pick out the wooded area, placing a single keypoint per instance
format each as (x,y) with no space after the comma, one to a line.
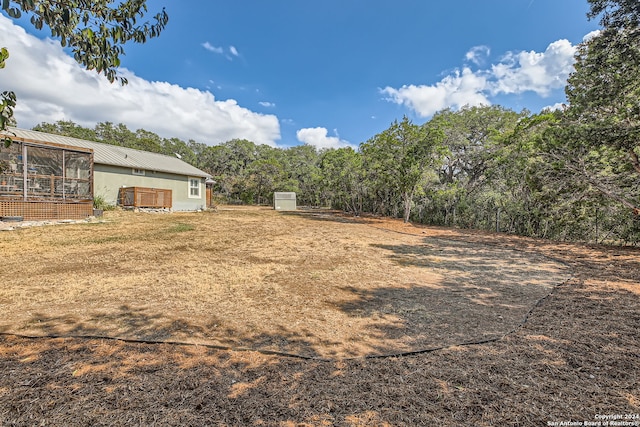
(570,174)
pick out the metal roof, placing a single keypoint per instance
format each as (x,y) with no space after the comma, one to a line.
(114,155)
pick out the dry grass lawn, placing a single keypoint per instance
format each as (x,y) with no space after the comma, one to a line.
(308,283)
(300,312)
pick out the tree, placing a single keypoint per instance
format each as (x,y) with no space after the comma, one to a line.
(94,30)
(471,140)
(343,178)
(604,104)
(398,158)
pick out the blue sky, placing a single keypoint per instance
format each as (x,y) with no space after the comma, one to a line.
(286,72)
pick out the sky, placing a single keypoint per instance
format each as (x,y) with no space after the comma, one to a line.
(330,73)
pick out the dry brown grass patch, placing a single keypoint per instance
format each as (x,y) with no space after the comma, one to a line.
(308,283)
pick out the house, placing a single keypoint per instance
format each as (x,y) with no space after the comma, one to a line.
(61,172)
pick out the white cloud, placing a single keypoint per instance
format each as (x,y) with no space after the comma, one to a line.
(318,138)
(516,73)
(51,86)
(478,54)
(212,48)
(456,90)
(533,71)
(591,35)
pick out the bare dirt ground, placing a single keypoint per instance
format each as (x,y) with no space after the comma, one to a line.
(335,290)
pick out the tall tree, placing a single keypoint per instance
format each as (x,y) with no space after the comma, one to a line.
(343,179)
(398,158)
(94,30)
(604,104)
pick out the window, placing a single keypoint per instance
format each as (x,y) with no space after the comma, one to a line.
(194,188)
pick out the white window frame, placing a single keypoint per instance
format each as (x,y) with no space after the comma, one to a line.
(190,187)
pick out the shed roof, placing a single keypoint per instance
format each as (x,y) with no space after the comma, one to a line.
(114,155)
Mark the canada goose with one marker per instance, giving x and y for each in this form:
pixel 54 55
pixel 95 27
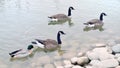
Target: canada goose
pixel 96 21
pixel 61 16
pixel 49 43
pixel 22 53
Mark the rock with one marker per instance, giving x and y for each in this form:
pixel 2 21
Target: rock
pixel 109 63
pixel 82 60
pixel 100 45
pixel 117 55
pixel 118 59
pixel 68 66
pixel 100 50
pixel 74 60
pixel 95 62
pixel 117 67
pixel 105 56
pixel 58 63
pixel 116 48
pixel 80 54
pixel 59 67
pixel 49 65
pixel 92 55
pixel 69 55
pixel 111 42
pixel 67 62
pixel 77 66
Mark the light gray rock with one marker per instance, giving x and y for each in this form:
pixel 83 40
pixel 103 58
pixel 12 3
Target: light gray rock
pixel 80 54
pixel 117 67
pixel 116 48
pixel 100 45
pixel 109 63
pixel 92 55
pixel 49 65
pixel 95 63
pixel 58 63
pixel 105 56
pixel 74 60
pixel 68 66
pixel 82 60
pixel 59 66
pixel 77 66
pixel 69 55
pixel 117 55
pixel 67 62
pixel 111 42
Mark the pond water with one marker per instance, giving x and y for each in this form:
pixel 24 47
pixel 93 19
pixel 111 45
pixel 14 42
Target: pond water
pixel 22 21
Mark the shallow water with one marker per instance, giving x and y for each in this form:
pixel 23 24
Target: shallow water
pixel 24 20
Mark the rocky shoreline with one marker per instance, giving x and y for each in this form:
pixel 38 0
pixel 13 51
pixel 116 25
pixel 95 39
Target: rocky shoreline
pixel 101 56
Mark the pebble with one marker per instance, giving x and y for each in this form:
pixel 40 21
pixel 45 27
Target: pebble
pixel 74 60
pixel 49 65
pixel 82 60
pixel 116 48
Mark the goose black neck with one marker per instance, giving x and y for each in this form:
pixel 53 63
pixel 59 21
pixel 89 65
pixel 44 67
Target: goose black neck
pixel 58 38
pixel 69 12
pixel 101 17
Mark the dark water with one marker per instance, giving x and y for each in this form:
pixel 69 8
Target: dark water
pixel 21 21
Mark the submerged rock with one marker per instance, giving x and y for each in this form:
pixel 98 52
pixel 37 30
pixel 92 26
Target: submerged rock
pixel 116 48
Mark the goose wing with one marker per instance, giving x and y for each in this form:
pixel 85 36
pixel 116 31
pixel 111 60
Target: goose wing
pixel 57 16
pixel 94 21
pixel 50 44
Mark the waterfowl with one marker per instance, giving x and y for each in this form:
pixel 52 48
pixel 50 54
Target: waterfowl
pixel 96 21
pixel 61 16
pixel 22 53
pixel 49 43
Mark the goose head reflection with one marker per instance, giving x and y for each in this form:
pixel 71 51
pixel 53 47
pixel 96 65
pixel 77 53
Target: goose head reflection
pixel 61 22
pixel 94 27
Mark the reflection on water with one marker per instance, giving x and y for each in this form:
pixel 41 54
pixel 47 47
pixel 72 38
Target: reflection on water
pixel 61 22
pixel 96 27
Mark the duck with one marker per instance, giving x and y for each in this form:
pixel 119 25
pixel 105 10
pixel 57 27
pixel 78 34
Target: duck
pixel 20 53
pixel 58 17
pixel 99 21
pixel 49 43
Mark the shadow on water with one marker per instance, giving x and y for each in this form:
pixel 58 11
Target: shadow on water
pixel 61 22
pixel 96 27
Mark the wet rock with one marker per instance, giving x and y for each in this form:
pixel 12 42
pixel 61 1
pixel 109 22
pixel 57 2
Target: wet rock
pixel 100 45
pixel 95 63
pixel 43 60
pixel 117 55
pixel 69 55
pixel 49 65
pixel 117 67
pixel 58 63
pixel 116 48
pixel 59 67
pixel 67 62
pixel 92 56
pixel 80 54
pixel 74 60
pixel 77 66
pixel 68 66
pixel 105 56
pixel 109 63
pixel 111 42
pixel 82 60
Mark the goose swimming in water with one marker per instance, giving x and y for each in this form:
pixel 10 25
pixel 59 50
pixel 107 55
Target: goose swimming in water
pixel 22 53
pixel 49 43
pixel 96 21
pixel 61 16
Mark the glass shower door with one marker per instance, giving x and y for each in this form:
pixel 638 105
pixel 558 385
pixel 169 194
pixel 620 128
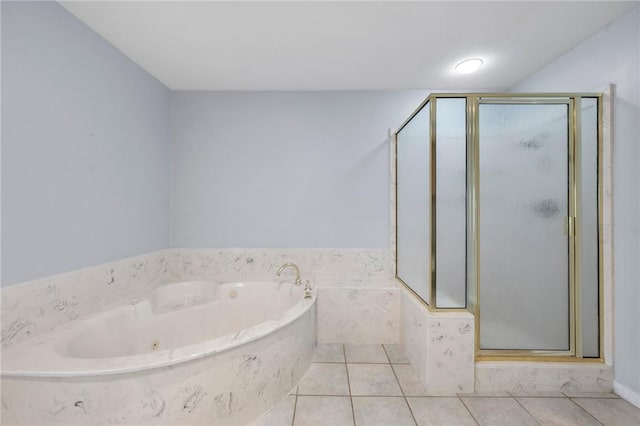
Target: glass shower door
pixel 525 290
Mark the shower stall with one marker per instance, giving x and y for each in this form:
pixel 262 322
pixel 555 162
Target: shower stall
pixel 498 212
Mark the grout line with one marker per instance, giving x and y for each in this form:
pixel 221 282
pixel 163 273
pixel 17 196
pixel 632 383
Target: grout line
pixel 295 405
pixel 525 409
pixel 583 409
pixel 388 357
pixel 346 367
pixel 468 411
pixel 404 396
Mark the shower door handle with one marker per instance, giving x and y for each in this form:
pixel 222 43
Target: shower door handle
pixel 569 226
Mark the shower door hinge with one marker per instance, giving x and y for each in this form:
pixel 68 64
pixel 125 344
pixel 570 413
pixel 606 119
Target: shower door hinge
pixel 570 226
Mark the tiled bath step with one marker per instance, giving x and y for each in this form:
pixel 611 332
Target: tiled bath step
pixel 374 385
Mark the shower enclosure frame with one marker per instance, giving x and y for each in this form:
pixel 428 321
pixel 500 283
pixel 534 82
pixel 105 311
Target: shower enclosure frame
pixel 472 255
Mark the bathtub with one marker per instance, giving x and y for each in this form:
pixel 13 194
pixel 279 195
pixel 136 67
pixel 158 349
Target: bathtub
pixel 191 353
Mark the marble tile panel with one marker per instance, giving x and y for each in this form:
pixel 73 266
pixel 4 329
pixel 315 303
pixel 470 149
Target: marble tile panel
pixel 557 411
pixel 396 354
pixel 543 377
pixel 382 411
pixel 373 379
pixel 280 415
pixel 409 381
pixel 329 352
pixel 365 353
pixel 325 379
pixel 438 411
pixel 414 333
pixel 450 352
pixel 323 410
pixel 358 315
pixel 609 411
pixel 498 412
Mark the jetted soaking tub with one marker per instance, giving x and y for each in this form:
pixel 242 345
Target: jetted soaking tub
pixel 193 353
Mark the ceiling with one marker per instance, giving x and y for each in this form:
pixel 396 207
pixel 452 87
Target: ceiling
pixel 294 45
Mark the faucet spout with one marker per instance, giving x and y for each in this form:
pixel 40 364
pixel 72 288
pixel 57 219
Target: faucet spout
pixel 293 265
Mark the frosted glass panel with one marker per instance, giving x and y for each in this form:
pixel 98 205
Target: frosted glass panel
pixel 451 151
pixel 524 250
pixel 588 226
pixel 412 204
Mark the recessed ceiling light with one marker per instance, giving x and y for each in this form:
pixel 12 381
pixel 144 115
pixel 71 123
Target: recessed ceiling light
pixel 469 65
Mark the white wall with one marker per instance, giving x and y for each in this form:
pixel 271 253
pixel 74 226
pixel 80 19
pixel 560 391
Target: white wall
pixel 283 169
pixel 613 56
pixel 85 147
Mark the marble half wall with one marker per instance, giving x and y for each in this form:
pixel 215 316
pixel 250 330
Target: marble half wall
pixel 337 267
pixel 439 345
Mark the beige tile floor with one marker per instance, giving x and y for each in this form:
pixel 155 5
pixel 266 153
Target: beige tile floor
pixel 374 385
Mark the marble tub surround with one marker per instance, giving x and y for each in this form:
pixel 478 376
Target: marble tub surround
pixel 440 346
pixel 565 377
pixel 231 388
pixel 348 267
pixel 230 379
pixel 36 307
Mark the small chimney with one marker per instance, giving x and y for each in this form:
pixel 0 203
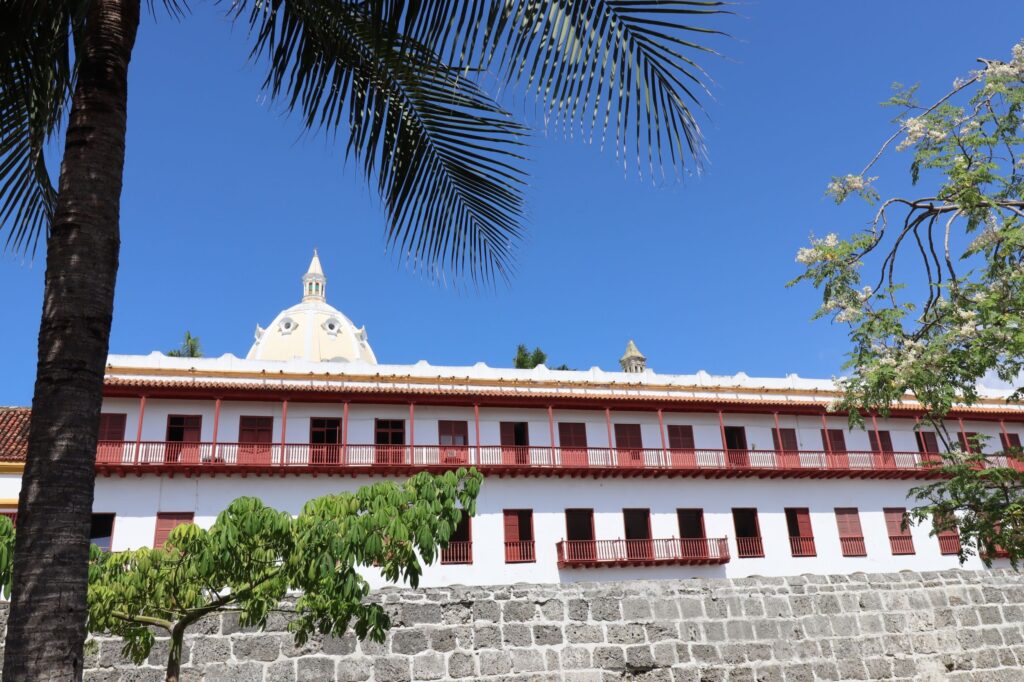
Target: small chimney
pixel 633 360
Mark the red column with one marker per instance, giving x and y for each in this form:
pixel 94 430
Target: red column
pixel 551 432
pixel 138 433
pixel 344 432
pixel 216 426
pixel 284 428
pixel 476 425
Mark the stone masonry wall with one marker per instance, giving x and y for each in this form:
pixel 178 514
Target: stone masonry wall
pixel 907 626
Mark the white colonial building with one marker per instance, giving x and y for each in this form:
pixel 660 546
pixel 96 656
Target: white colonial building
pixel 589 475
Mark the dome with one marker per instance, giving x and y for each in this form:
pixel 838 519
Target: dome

-*-*-

_PROBLEM DESCRIPTION_
Anywhere the listing shows the word "dome", copy the full line.

_WORKED SOLUTION_
Mark the dome with one marker per instance, giving x and y for each in this form:
Target: dome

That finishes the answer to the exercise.